• Task description: Exactly as written, print each record in the listing.

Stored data
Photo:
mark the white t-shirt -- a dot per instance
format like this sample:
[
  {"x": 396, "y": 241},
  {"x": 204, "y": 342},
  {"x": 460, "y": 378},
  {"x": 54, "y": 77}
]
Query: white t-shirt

• Written solution:
Photo:
mark the white t-shirt -- a dot per instance
format like this sample:
[
  {"x": 396, "y": 241},
  {"x": 204, "y": 342},
  {"x": 460, "y": 378},
  {"x": 54, "y": 77}
]
Query: white t-shirt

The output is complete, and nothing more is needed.